::: Input material :::
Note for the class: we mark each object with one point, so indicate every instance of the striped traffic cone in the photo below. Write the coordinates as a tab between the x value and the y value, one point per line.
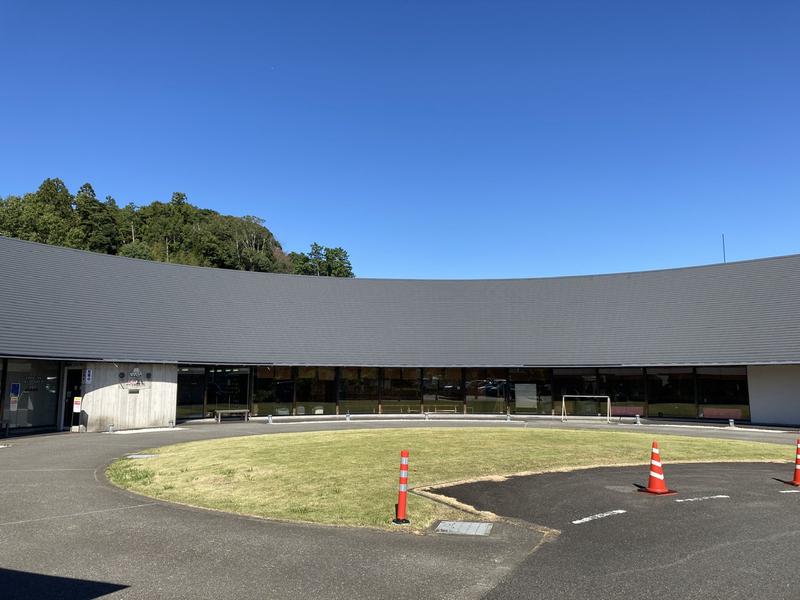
796	481
656	484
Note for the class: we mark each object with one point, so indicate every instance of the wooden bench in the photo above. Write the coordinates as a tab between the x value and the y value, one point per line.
218	414
709	412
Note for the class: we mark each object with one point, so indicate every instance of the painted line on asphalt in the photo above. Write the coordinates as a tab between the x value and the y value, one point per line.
42	470
703	498
90	512
599	516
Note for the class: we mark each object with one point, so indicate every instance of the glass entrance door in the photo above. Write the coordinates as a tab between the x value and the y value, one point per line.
71	390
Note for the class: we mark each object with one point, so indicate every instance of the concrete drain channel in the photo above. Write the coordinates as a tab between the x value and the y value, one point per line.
463	528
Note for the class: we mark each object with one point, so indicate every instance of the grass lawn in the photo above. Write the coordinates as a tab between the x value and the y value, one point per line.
350	477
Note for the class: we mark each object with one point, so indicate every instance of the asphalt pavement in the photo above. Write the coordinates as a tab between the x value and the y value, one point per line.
66	533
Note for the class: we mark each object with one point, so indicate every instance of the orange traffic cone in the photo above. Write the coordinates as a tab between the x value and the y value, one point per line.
656	483
796	481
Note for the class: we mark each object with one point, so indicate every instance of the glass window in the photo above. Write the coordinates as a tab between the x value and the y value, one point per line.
358	390
273	391
441	390
722	392
191	392
315	391
578	382
31	394
626	388
227	388
401	390
485	390
670	392
531	391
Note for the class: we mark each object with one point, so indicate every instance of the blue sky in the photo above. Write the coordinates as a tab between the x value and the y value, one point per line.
452	139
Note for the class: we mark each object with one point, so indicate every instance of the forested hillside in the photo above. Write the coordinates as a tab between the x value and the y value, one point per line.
173	231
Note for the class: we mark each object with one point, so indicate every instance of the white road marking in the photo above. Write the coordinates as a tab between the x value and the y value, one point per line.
599	516
701	498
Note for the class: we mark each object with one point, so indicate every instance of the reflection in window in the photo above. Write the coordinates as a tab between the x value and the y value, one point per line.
486	390
191	392
315	391
530	391
722	392
35	398
401	390
359	389
626	388
441	390
670	392
228	388
273	392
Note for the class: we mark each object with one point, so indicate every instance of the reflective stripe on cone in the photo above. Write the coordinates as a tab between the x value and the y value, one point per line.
656	483
402	491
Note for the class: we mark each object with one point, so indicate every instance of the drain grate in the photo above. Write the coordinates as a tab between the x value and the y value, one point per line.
464	528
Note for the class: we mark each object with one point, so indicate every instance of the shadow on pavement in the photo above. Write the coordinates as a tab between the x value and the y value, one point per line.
21	584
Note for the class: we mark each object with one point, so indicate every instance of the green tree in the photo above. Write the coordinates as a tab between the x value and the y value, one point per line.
174	231
136	250
96	226
337	263
322	261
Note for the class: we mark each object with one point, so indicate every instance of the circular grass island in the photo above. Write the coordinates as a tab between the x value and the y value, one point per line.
350	477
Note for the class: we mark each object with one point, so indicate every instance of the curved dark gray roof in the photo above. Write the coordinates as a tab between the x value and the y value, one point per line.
62	303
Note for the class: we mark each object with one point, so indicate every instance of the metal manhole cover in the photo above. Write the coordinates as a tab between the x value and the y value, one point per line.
464	528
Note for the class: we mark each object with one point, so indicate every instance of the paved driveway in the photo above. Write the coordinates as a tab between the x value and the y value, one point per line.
65	533
732	531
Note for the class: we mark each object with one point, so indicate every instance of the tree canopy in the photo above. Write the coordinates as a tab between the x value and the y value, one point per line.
174	231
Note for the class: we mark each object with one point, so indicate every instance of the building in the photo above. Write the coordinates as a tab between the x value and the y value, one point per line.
145	344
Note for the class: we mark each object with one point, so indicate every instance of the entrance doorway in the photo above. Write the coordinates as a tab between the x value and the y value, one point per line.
72	389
:::
# What to work on
The records above, copied word for word without the pictures, are what should be output.

# Problem solution
Note for the class: we mark each object with one point, so indicate every instance of the striped traffic cone in the photo below. Write the coordinates as a tab between the x value and the y value, one point per line.
796	481
656	484
Note for the class: we mark each object with one point, so indicate every instance of the wooden bench in the photo above. Write the coordinates as a tab between the x value and the y value, one point per line.
218	414
709	412
Note for the class: we mark each object with one point, so indicate every instance of the painted line on asphalt in the photo above. Write the coordinates as a tab between the x value and the y value, one point per line.
42	470
703	498
90	512
599	516
Note for the class: we mark each object with one point, so indicate every instance of the glass entrance door in the photo above. Write the coordinates as a tab between the x value and the y value, one point per line.
71	390
Note for the class: we mark each object with one point, so indicate every instance of the concrete drain channel in the photo above. Write the coordinates as a tab between the x value and the y value, one point per line.
463	528
Note for the class: we mark each object with one point, so indicate every instance of the grass lawn in the photo above. Write the coordinates as a tab between the x value and the y value, one point per line.
350	477
Note for the class: we mark each object with one point, so indicate every instance of the asphalt pavement in the photo above. Write the coordinates as a tab between the x value and the y value, one point per line.
66	533
Note for the class: we mark each object with one point, so indicate every instance of the orange traffic cone in the photo above. Write the coordinates as a tab between the x value and the y value, one point per line.
656	483
796	481
Note for the class: we mark each object with one point, so indicate every instance of the glass window in the photo above. Write the coordinates as a tab between the x value and the y value, one point per line.
358	390
273	391
441	390
722	392
191	392
315	391
578	382
31	394
626	388
227	388
401	390
485	390
670	392
531	391
Note for the class: we mark each object with one point, so indicate every instance of the blue sky in the photo above. Write the coordinates as a tab between the x value and the y value, one point per line.
452	139
Note for the class: we mark each object with one point, so indicate every instance of the forested hillside in the photo above. Write the coordinates as a tab between the x value and the y value, one point per line.
173	231
Note for the class: we mark each object with one point, so indicate every instance of the white road marking in the photo above. Write the coordinates as a tab between the x value and the y value, one point per line.
599	516
701	498
Note for the class: we mark each object with one point, so indicate every instance of the reflection in window in the photo above. Write the coordinates as a tab between the x value and the y value, one point per line.
486	390
191	392
315	391
530	391
722	392
35	398
401	390
359	389
626	388
441	390
670	392
228	388
273	392
Note for the class: we mark each object with one point, so indicate every instance of the reflective stripe on cone in the photo above. Write the coordinates as a tab between the x value and the y value, one point per line.
656	483
402	491
Note for the class: we mark each object with one point, so indicate every instance of the drain grate in the photo above. Write the coordinates as a tab between the x value and the y value, one point per line.
464	528
Note for the class: we mark each object with one point, so indicate every instance of the shadow on pavement in the photo above. Write the coordinates as a tab between the x value and the y value, one point per line.
21	584
Note for the class: we mark each object with one point, so indicate every instance of the green tree in the photo above. Write the coordinates as a tab between the x value and the y value, one point per line.
174	231
136	250
96	226
337	263
322	261
Note for the class: we mark each object with one point, so indicate every instance of the circular grass island in the photo above. Write the coordinates as a tab between the x value and the y value, one point per line.
350	477
Note for the class: we mark each object with one point, so indicate every instance of the curved dark gray roof in the photo above. Write the coordinates as a tab between the x value and the y value, one point per line.
62	303
Note for the class: we mark each object with one point, so indicate every instance of the metal manhole cover in the photo above. Write the coordinates as a tab between the x value and the y value, one point per line.
464	528
Note for the class: we mark each object with one point, so indicate every instance of the paved driveway in the photo above. Write the coordinates as a tab between the x value and the y value, one point per line.
65	533
732	531
Note for the class: we mark each object with one point, so indicate every instance of the tree canopy in the photo above. Write the coordinates as a tab between the x value and the y value, one point per line.
174	231
Note for the class: we mark each object with one point, so indicate every instance of the building in the photo above. Write the coordinates as a tab between the x value and the y value, one point per line.
145	344
Note for the class: we mark each object with one point, so indicate every instance of the entrance doorway in the photo above. Write the coordinates as a tab between the x value and the y value, one point per line.
72	389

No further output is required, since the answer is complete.